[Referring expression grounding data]
-.-.-

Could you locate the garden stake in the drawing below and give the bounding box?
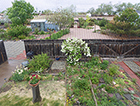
[89,78,98,106]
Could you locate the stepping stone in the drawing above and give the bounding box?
[128,87,134,91]
[124,61,140,73]
[115,93,122,100]
[123,88,129,92]
[133,94,139,98]
[98,83,105,87]
[99,78,105,83]
[119,75,124,78]
[115,84,119,87]
[51,61,66,73]
[92,84,97,89]
[124,81,129,84]
[108,93,114,97]
[124,94,132,100]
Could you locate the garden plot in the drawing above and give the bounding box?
[65,57,140,106]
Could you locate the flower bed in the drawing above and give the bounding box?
[65,57,140,106]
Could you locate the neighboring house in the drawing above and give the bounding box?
[136,10,140,18]
[30,19,59,31]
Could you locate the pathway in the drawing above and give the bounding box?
[118,61,140,87]
[0,60,24,88]
[60,28,118,39]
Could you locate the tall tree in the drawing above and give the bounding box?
[49,5,77,30]
[87,7,95,15]
[7,0,34,26]
[106,8,140,36]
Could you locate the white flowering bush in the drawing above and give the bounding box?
[61,38,91,65]
[11,65,30,82]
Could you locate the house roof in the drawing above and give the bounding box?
[30,19,46,23]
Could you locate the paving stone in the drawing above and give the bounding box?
[118,75,124,78]
[124,61,140,73]
[98,83,106,87]
[99,78,105,83]
[124,81,129,84]
[133,94,139,98]
[128,87,134,91]
[51,61,66,73]
[115,93,122,100]
[124,94,132,100]
[108,93,114,97]
[92,84,97,89]
[123,88,129,92]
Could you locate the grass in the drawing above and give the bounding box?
[0,94,64,106]
[0,80,65,106]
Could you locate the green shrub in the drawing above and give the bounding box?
[18,35,26,39]
[40,30,45,34]
[45,37,50,40]
[4,23,9,28]
[101,27,107,30]
[34,28,39,34]
[50,28,70,40]
[108,64,119,76]
[7,25,31,38]
[99,60,109,70]
[28,53,51,72]
[74,79,90,90]
[98,18,108,27]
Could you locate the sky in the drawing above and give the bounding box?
[0,0,139,12]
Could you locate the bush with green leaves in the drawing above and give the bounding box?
[28,53,51,72]
[99,60,109,70]
[108,64,119,76]
[7,25,31,38]
[50,28,70,40]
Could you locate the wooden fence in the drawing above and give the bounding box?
[0,40,7,65]
[24,39,140,58]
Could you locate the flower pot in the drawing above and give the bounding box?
[56,57,60,60]
[29,80,40,87]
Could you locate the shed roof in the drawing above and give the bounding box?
[31,19,46,23]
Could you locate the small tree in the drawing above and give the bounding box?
[49,5,77,30]
[106,8,140,36]
[7,0,34,26]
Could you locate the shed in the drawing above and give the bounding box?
[30,19,46,31]
[45,21,59,31]
[30,19,59,32]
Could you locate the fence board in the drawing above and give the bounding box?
[0,40,7,65]
[24,39,140,58]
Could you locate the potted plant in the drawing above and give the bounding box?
[29,74,41,86]
[29,74,42,103]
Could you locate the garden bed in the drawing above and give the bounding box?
[65,57,140,106]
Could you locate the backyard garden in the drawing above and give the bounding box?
[0,38,140,106]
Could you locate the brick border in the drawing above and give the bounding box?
[118,62,140,87]
[133,61,140,67]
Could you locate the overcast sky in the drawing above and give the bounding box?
[0,0,139,12]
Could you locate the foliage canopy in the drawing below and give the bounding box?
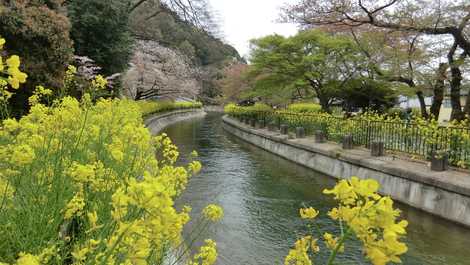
[67,0,134,75]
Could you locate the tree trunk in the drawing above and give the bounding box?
[318,96,331,113]
[449,66,464,121]
[429,63,447,120]
[448,44,464,121]
[463,94,470,118]
[416,90,428,119]
[308,79,331,113]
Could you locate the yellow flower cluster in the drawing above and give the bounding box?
[63,189,85,219]
[14,253,40,265]
[224,102,272,116]
[28,85,53,106]
[287,103,322,113]
[324,177,408,265]
[3,55,27,89]
[188,239,218,265]
[63,65,77,91]
[0,95,219,265]
[203,204,224,222]
[91,74,107,90]
[226,104,470,168]
[0,37,27,118]
[299,207,319,219]
[284,236,319,265]
[137,100,203,117]
[322,233,343,253]
[285,177,408,265]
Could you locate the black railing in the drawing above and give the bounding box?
[229,111,470,167]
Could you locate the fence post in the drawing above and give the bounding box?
[342,134,354,150]
[244,116,250,125]
[315,130,326,143]
[430,151,449,171]
[250,119,256,127]
[296,127,305,139]
[371,141,385,156]
[280,124,289,135]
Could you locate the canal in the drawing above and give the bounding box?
[163,113,470,265]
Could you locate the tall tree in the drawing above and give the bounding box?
[217,62,251,103]
[0,0,73,116]
[129,0,221,35]
[68,0,134,75]
[349,29,431,118]
[249,30,365,112]
[430,63,448,118]
[283,0,470,54]
[341,77,397,112]
[283,0,470,120]
[448,42,466,120]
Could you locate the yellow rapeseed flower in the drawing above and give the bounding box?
[64,190,86,219]
[6,55,20,69]
[71,246,90,264]
[10,144,35,165]
[1,94,213,264]
[189,239,218,265]
[323,233,344,253]
[188,161,202,174]
[299,207,319,219]
[284,236,313,265]
[203,204,224,222]
[15,253,40,265]
[91,75,107,90]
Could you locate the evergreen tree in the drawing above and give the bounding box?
[67,0,134,75]
[0,0,73,116]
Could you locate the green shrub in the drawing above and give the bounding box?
[250,102,272,112]
[287,103,322,113]
[224,102,272,116]
[137,100,203,117]
[387,107,406,118]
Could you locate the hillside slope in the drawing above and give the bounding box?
[126,3,242,102]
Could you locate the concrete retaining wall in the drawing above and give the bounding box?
[145,109,206,134]
[204,105,224,113]
[223,115,470,227]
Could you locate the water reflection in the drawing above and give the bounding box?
[163,113,470,265]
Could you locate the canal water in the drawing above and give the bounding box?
[163,113,470,265]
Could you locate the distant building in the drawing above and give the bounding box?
[398,95,432,109]
[398,91,468,123]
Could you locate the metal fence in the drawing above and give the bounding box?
[230,111,470,167]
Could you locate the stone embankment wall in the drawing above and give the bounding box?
[204,105,224,113]
[145,109,206,134]
[223,115,470,227]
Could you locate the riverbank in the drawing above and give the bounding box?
[222,115,470,227]
[204,105,224,113]
[164,113,470,265]
[145,109,207,134]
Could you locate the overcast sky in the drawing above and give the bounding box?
[208,0,298,58]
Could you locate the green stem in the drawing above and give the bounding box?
[0,181,10,213]
[326,228,352,265]
[171,219,211,265]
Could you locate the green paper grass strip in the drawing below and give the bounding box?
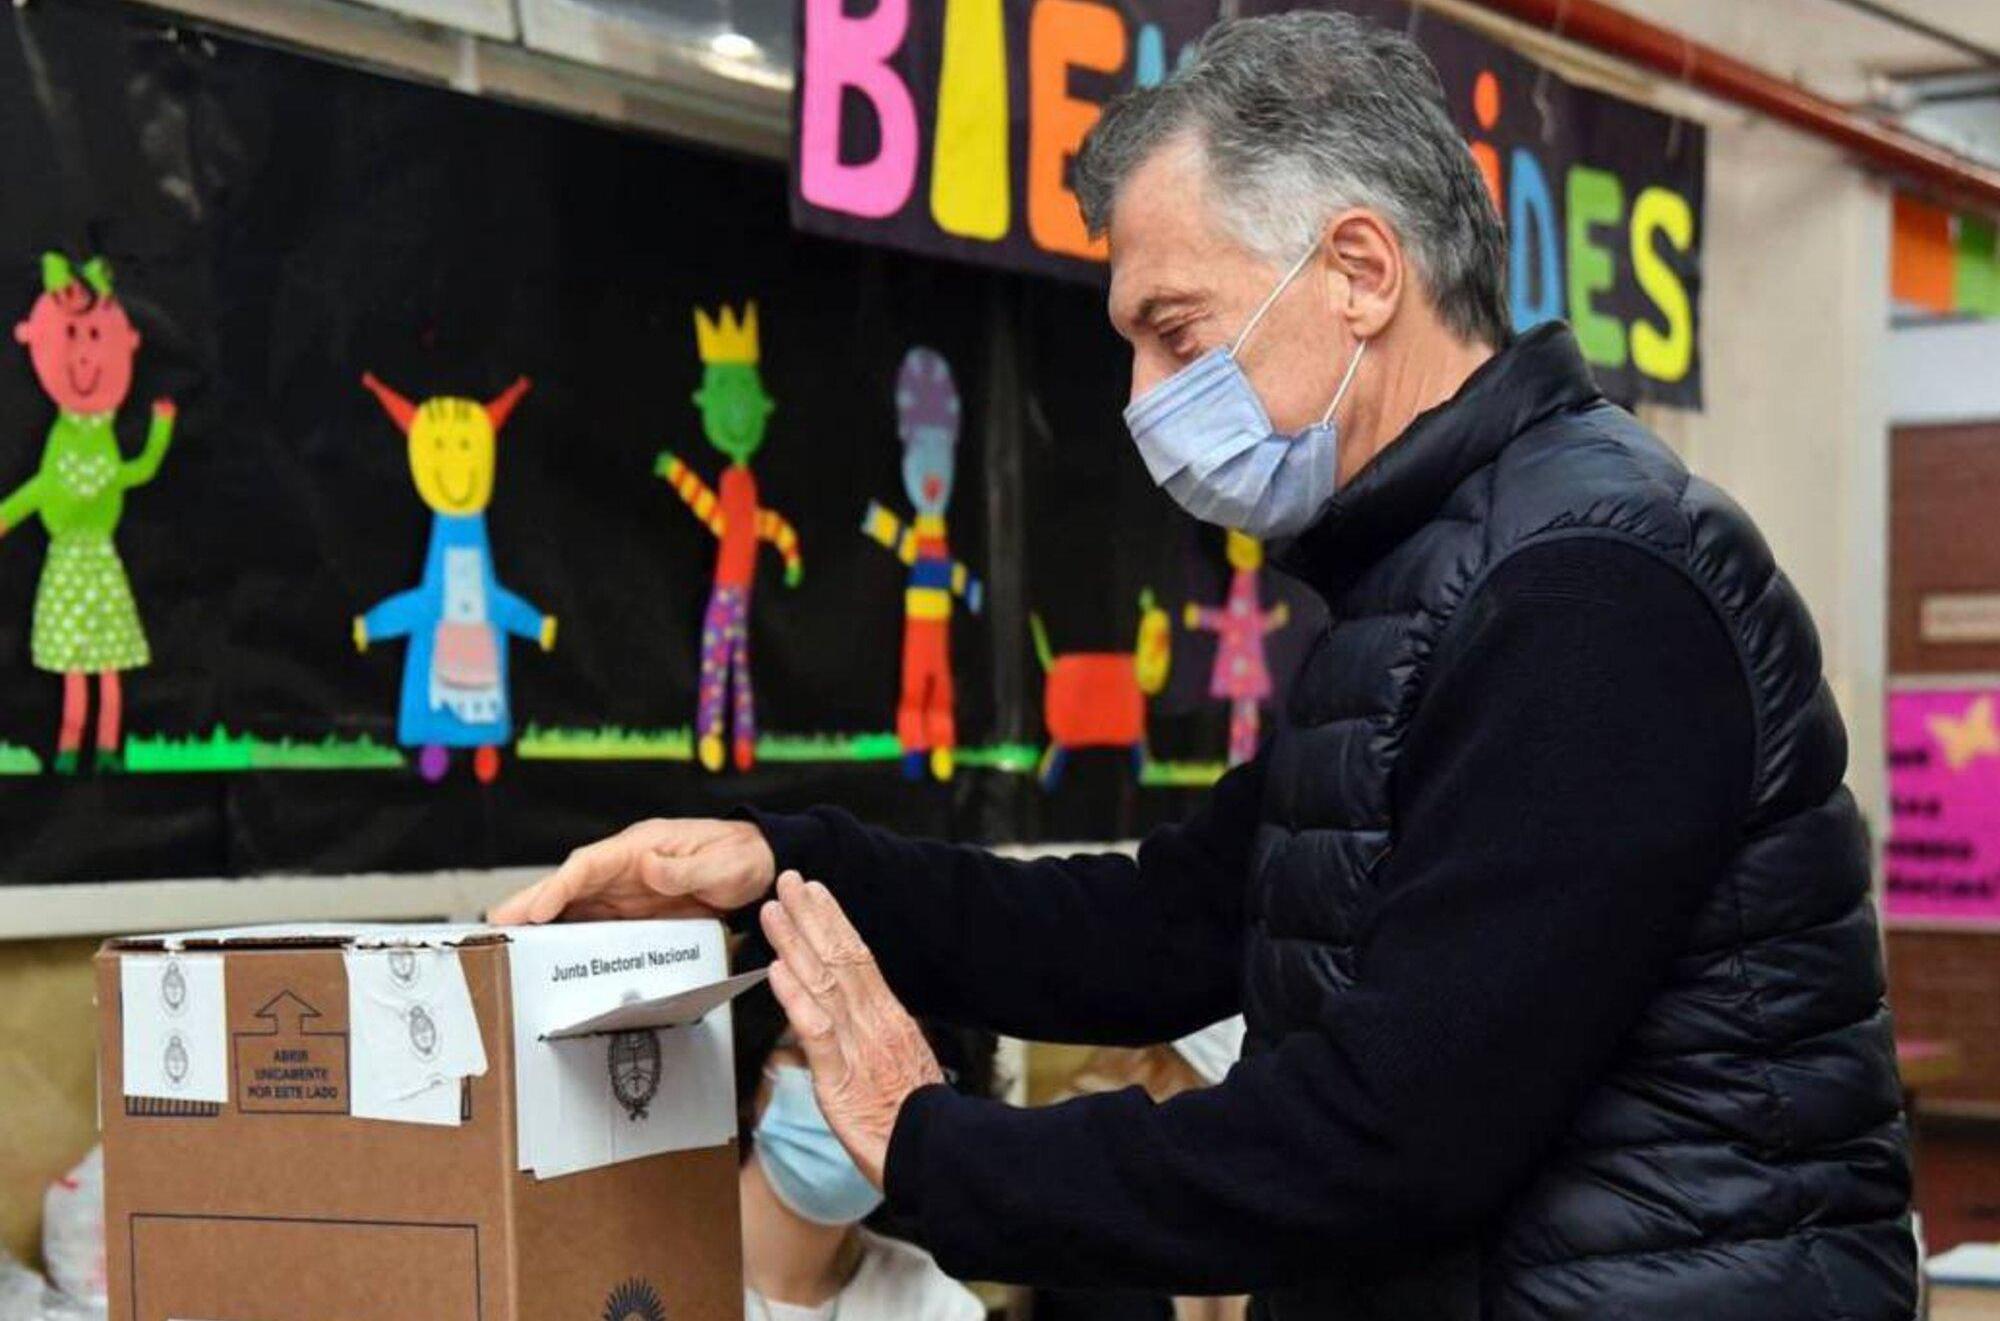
[124,727,404,772]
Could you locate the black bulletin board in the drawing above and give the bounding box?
[0,0,1321,886]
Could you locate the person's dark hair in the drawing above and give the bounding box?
[1074,10,1511,348]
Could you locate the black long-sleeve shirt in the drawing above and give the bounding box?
[746,537,1756,1294]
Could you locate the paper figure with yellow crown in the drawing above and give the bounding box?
[351,373,555,785]
[654,302,802,773]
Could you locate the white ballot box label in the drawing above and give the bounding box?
[505,921,740,1178]
[121,953,229,1103]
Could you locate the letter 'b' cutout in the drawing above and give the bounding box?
[799,0,920,220]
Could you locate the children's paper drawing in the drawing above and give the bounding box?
[1183,530,1289,766]
[656,302,801,775]
[353,373,554,784]
[0,253,177,774]
[859,346,984,781]
[1032,591,1171,790]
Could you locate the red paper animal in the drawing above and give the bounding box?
[1030,590,1171,790]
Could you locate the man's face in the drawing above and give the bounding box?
[1106,137,1355,434]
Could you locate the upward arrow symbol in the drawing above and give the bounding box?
[254,990,321,1033]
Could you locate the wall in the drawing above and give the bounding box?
[1889,422,2000,675]
[1641,118,1892,828]
[1883,419,2000,1250]
[0,940,98,1267]
[1889,319,2000,427]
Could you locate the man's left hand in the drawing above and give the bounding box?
[760,871,944,1187]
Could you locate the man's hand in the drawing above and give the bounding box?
[761,871,943,1188]
[487,818,777,924]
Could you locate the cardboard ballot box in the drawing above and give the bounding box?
[95,920,768,1321]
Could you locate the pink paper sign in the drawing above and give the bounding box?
[1886,685,2000,922]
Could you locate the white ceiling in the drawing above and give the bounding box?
[1608,0,1993,97]
[1600,0,2000,164]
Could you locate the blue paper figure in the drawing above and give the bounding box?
[351,373,555,784]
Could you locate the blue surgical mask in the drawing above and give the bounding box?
[1124,243,1367,539]
[753,1065,885,1226]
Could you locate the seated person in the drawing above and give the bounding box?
[734,982,993,1321]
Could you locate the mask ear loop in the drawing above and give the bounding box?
[1229,241,1323,358]
[1319,338,1369,427]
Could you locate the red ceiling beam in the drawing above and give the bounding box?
[1467,0,2000,217]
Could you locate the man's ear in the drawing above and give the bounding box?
[1322,209,1403,340]
[13,321,31,345]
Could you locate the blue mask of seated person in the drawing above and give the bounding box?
[754,1064,886,1227]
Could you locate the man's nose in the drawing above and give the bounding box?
[1128,359,1164,407]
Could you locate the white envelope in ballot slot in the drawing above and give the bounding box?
[542,968,772,1039]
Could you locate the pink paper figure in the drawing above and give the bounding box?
[1183,530,1290,766]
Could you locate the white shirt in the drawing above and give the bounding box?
[745,1230,984,1321]
[756,1298,835,1321]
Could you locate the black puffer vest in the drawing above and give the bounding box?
[1247,325,1913,1320]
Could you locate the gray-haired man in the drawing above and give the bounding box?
[496,13,1913,1318]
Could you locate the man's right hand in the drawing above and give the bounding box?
[486,818,777,925]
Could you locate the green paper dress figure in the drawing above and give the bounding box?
[0,254,176,773]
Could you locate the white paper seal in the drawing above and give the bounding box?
[121,954,229,1103]
[344,947,487,1127]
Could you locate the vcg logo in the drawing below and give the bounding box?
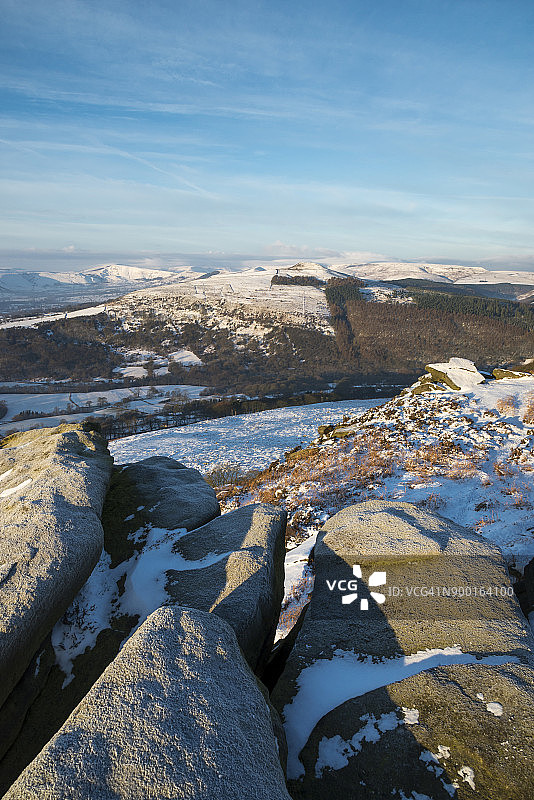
[326,565,387,610]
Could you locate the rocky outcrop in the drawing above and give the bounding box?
[0,425,112,711]
[426,357,485,391]
[0,488,284,792]
[4,606,291,800]
[492,367,531,380]
[166,503,286,673]
[110,455,220,533]
[409,373,447,394]
[303,662,534,800]
[272,500,534,798]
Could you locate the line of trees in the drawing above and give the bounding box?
[270,275,325,287]
[85,384,401,439]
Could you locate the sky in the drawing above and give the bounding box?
[0,0,533,272]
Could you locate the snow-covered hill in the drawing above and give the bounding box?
[73,264,184,284]
[126,259,534,329]
[0,264,188,292]
[0,264,199,311]
[343,261,534,287]
[4,258,534,312]
[179,259,534,292]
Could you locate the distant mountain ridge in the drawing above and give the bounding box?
[344,260,534,290]
[2,258,534,312]
[4,259,534,291]
[0,264,194,293]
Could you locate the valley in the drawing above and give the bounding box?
[0,259,532,438]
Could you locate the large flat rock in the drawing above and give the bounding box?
[301,500,534,659]
[301,662,534,799]
[4,606,292,800]
[0,501,285,792]
[271,500,534,798]
[0,425,112,710]
[166,502,287,672]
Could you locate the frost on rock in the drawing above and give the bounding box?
[51,525,231,684]
[283,647,515,780]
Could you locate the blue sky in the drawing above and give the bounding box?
[0,0,533,271]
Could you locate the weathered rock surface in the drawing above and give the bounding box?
[410,373,446,394]
[4,606,291,800]
[295,500,534,658]
[492,367,531,380]
[301,662,534,800]
[426,357,485,391]
[166,502,286,673]
[0,499,285,793]
[0,635,55,762]
[272,500,534,798]
[0,425,112,710]
[111,455,220,533]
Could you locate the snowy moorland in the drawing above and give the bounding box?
[207,363,534,637]
[49,362,534,701]
[109,398,381,473]
[106,364,534,644]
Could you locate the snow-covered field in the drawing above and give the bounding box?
[0,384,207,431]
[109,399,382,472]
[0,303,108,329]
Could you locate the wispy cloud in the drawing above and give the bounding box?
[1,0,533,266]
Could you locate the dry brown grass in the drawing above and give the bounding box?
[445,456,479,480]
[496,395,518,415]
[404,439,481,481]
[207,462,264,497]
[277,571,314,634]
[249,430,397,500]
[236,421,487,543]
[204,462,242,488]
[508,447,523,464]
[493,460,516,479]
[522,392,534,424]
[233,430,403,538]
[418,491,444,510]
[473,510,498,532]
[501,480,532,509]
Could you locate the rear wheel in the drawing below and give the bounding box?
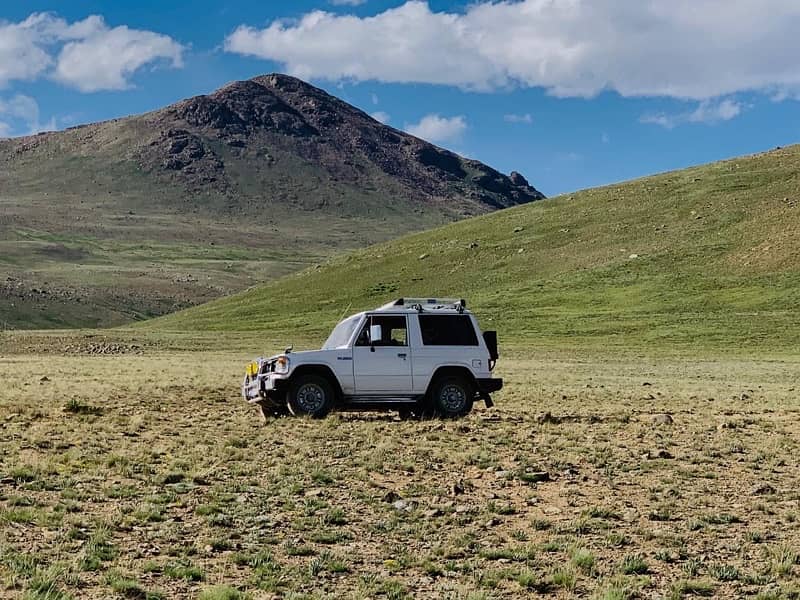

-.-.-

ACTIVITY
Please give a word-for-word transcript of the lines from the one holding "Could you locate the wispy" through the final line of the entries, both ends kept, with no pictures.

ANSWER TO THIS EXERCISE
Could you locate the wispy cloud in the drawing above and give the bounding box?
[1,0,533,266]
Could you locate the dry brown grass in the drawing above and give the bounding box?
[445,456,479,480]
[496,395,518,415]
[404,439,481,481]
[207,462,264,497]
[277,571,314,634]
[249,430,397,500]
[236,421,487,543]
[204,462,242,488]
[508,447,523,464]
[493,460,516,479]
[522,392,534,424]
[233,430,403,538]
[418,491,444,510]
[473,510,498,532]
[501,480,532,509]
Could you locate the rear wheel in the drawing below and give the bounding box?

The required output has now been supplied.